What is asked -
Return word for word the rows from the line containing "Note to the class: mark the dark" through the line containing "(1312, 481)", including both of those lines.

Records to use -
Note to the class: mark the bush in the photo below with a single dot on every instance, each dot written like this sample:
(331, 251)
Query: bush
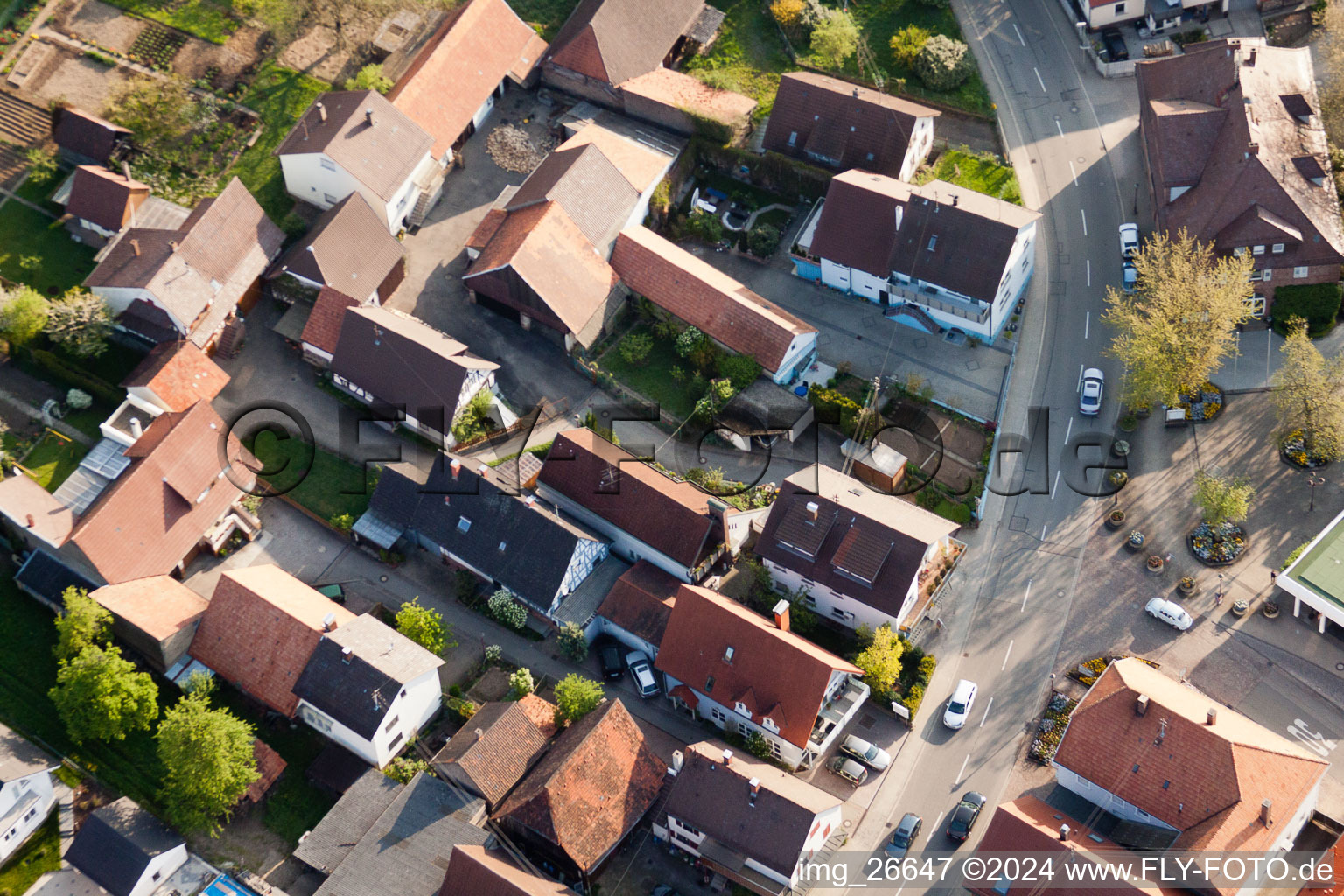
(944, 63)
(507, 612)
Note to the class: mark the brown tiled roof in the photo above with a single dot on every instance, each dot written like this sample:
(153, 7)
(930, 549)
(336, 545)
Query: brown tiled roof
(776, 673)
(495, 748)
(323, 326)
(474, 871)
(1206, 780)
(381, 156)
(1228, 125)
(592, 788)
(478, 46)
(641, 601)
(863, 122)
(179, 374)
(160, 606)
(706, 298)
(672, 517)
(260, 630)
(677, 90)
(972, 234)
(105, 198)
(155, 514)
(614, 40)
(347, 248)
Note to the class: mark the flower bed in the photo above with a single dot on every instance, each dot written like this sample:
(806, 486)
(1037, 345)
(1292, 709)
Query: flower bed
(1218, 547)
(1293, 451)
(1051, 728)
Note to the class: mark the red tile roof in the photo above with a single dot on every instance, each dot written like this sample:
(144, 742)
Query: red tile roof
(323, 326)
(706, 298)
(478, 46)
(592, 788)
(776, 673)
(1208, 780)
(179, 374)
(669, 516)
(260, 630)
(156, 512)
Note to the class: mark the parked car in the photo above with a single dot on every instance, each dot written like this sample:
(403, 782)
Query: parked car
(642, 673)
(903, 837)
(1171, 612)
(850, 770)
(1128, 241)
(1090, 389)
(609, 657)
(1115, 45)
(964, 816)
(865, 752)
(960, 703)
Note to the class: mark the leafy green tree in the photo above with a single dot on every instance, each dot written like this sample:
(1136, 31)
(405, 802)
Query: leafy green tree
(835, 38)
(1221, 499)
(100, 696)
(1180, 321)
(84, 624)
(23, 315)
(207, 755)
(880, 662)
(425, 626)
(576, 696)
(571, 642)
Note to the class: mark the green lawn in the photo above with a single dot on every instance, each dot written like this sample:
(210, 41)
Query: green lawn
(973, 171)
(318, 480)
(38, 856)
(210, 20)
(52, 459)
(654, 378)
(278, 95)
(38, 251)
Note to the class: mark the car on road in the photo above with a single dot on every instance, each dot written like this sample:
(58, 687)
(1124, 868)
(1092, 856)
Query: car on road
(850, 770)
(958, 705)
(964, 816)
(1115, 45)
(865, 752)
(1130, 277)
(609, 659)
(642, 673)
(1128, 241)
(1171, 612)
(1090, 389)
(903, 837)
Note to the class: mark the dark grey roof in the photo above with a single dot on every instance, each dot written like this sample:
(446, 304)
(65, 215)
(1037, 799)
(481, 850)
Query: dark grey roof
(536, 546)
(358, 692)
(406, 850)
(330, 843)
(117, 841)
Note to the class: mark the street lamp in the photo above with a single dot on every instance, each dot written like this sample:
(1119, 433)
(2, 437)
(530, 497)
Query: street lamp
(1312, 481)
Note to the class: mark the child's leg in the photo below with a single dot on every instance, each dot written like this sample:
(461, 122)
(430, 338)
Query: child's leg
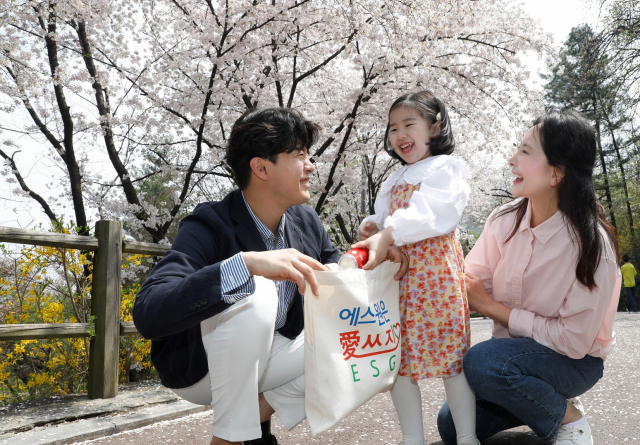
(406, 398)
(462, 403)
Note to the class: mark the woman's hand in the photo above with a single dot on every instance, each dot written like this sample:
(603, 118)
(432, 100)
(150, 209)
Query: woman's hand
(367, 230)
(378, 246)
(481, 301)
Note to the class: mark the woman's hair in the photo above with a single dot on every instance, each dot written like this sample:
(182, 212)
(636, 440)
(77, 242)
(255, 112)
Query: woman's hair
(569, 142)
(428, 106)
(265, 134)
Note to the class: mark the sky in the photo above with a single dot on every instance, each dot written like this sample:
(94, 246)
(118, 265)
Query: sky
(555, 16)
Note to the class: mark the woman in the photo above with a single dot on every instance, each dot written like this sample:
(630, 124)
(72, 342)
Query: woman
(545, 270)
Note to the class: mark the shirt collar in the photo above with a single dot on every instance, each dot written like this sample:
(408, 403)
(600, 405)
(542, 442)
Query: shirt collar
(543, 232)
(265, 233)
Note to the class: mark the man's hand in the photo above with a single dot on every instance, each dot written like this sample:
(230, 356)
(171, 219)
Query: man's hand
(395, 255)
(367, 230)
(284, 264)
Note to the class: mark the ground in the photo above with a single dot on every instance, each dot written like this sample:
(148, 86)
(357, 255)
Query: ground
(613, 409)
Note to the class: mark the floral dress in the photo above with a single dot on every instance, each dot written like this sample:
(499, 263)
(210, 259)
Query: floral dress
(434, 313)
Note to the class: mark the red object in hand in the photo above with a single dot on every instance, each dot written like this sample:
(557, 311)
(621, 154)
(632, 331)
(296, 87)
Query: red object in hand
(354, 259)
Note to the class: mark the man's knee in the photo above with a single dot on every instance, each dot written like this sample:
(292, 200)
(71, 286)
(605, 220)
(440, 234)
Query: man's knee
(446, 427)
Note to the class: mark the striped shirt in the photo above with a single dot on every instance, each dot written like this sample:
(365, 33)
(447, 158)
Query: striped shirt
(238, 284)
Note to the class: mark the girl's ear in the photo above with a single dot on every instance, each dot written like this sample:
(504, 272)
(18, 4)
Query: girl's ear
(558, 175)
(259, 168)
(435, 128)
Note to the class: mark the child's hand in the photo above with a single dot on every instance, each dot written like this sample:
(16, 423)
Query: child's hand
(395, 255)
(367, 230)
(378, 246)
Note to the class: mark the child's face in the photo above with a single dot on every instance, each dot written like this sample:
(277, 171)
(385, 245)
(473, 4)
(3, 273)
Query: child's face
(409, 134)
(535, 178)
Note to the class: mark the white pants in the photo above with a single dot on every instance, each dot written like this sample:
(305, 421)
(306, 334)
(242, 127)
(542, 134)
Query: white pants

Result of this task -
Note to the class: mark the dark grey roof in the photo above with a single dot on every instance, each dot written like this sample:
(446, 304)
(65, 215)
(1037, 799)
(481, 850)
Query: dark grey roof
(536, 546)
(358, 692)
(406, 850)
(330, 843)
(117, 841)
Note to the class: mark the street lamp in the photo above with a single dot on every instance, each dot written like this sample:
(1119, 433)
(2, 437)
(530, 497)
Query: street lamp
(1312, 481)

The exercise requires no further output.